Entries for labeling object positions
+ + + +
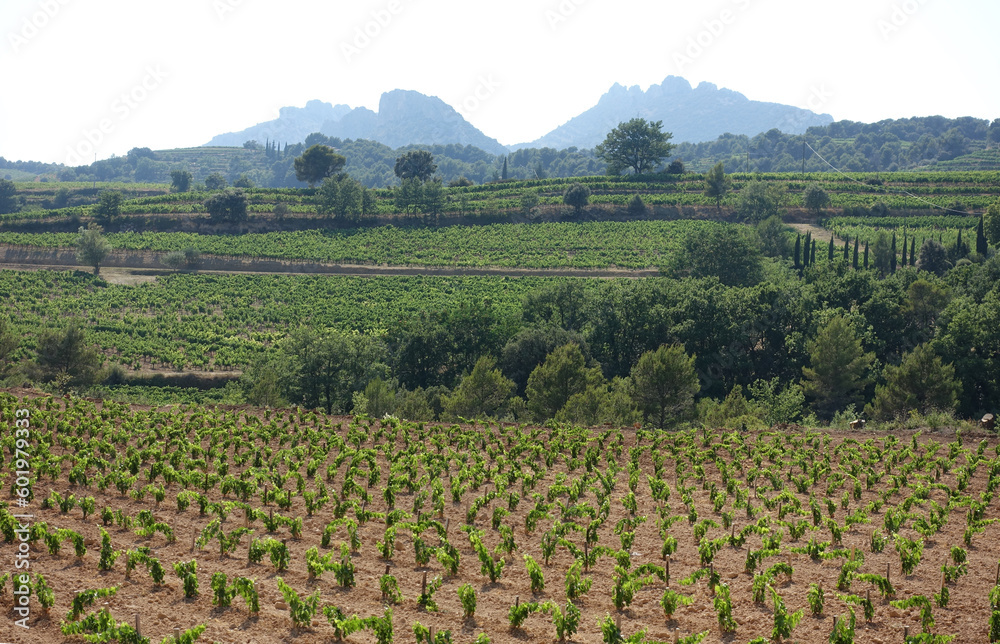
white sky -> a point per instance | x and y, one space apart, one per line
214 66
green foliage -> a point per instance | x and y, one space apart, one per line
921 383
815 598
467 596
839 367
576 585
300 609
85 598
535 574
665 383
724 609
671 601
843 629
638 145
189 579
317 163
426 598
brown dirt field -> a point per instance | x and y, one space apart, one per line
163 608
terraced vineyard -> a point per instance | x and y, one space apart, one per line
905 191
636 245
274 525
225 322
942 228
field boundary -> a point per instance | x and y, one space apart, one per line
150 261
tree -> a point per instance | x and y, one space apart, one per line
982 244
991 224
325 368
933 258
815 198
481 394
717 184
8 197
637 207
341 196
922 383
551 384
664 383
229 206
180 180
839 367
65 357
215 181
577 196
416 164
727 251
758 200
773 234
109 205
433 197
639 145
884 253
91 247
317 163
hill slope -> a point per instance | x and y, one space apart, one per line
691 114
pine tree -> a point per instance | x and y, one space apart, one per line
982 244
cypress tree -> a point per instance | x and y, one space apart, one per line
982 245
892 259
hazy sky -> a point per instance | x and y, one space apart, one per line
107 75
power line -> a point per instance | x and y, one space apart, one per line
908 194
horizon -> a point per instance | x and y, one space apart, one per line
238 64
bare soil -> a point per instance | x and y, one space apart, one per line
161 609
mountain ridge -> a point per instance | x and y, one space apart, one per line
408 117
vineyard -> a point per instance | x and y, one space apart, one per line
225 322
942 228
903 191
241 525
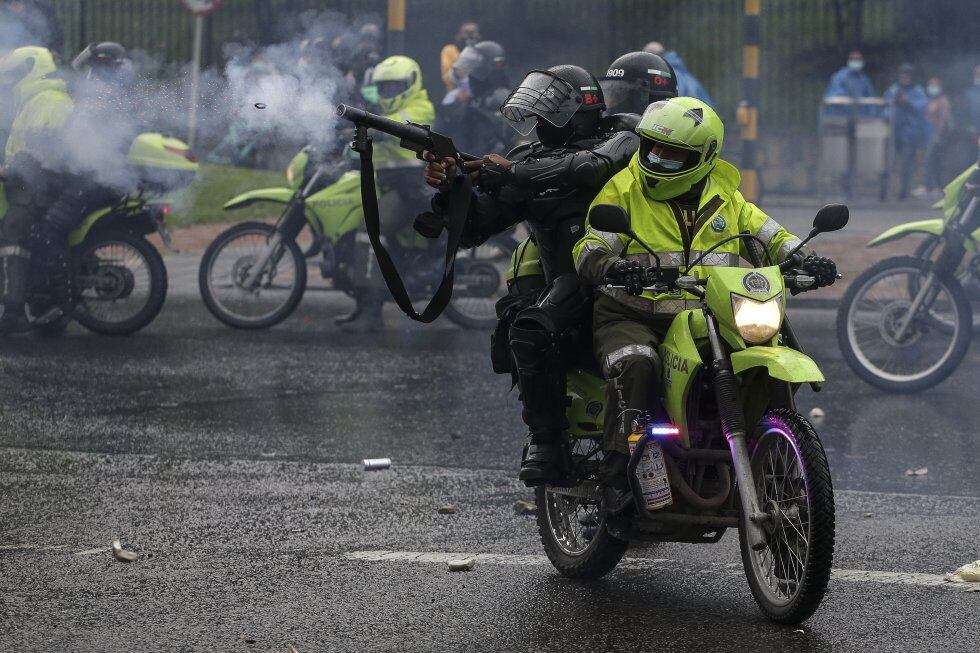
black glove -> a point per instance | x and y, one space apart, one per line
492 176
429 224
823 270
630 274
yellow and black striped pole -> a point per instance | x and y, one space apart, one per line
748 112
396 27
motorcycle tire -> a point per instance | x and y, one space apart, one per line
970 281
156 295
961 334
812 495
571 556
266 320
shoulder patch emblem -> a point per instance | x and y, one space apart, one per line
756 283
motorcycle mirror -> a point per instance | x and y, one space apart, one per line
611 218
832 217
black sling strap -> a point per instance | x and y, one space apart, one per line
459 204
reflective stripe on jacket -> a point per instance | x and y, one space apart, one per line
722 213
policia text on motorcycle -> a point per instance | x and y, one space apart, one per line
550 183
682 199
+ + + +
## Written request
Format all of the material above as a numbered list, skipping blank lines. Leave the pictures out of your answer.

## Reply
1. white sky -> a point per instance | x and y, one space apart, one per line
2. 214 66
3. green foliage -> a point per instance | x and y, one space apart, one per line
4. 921 383
5. 815 598
6. 467 596
7. 839 367
8. 576 585
9. 300 609
10. 85 598
11. 535 574
12. 665 383
13. 724 609
14. 671 601
15. 843 629
16. 638 145
17. 189 579
18. 317 163
19. 426 598
20. brown dirt field -> a point per instance | x and y, one space apart, one per line
21. 163 608
22. terraced vineyard -> a point per instance | x and y, one space apart, one per line
23. 905 191
24. 636 245
25. 274 525
26. 225 322
27. 942 228
28. field boundary -> a point per instance | x and y, one space apart, one per line
29. 150 261
30. tree -> a point per instance | x and y, one space apart, one per line
31. 982 244
32. 991 224
33. 325 368
34. 933 258
35. 815 198
36. 481 394
37. 717 184
38. 8 197
39. 637 207
40. 341 196
41. 922 383
42. 551 384
43. 664 383
44. 229 206
45. 180 180
46. 839 367
47. 65 357
48. 215 181
49. 577 196
50. 416 164
51. 727 251
52. 758 200
53. 773 234
54. 109 205
55. 433 197
56. 639 145
57. 884 253
58. 91 247
59. 317 163
60. hill slope -> a point per instance | x and y, one space apart, one per line
61. 691 114
62. pine tree -> a point per instance | x and y, one space apart, one per line
63. 982 244
64. cypress tree -> a point per instance | x and y, one space apart, one per line
65. 982 245
66. 892 259
67. hazy sky -> a point per instance | x and y, one space apart, one per line
68. 107 75
69. power line -> a point per instance | x and y, one space apart, one per line
70. 908 194
71. horizon -> a point per instance | x and y, one space apart, one per line
72. 238 64
73. bare soil -> a point per instance | x and y, one space apart, one per line
74. 161 609
75. mountain ridge -> a point per instance | x and y, one space apart, one per line
76. 408 117
77. vineyard -> a point per instance | x and y, one space apart, one per line
78. 225 322
79. 942 228
80. 903 191
81. 241 525
82. black glove -> a point per instance | x and y, one space apart, one per line
83. 492 176
84. 429 224
85. 823 270
86. 630 274
87. yellow and black striped pole -> a point per instance | x and y, one space apart, one per line
88. 748 112
89. 396 27
90. motorcycle tire -> a point per instance | x and y, one space apart, one per line
91. 970 281
92. 156 295
93. 961 334
94. 812 495
95. 571 556
96. 266 320
97. shoulder patch emblem -> a point per instance | x and y, one space apart, one per line
98. 756 283
99. motorcycle mirror -> a point per instance | x and y, one space apart, one per line
100. 611 218
101. 832 217
102. black sling strap -> a point per instance | x and y, one space apart, one per line
103. 459 204
104. reflective stripe on jacket -> a point per instance | x and y, one space apart, one per line
105. 722 213
106. policia text on motorcycle -> a point per instance | x and y, one space apart, one per line
107. 550 183
108. 682 199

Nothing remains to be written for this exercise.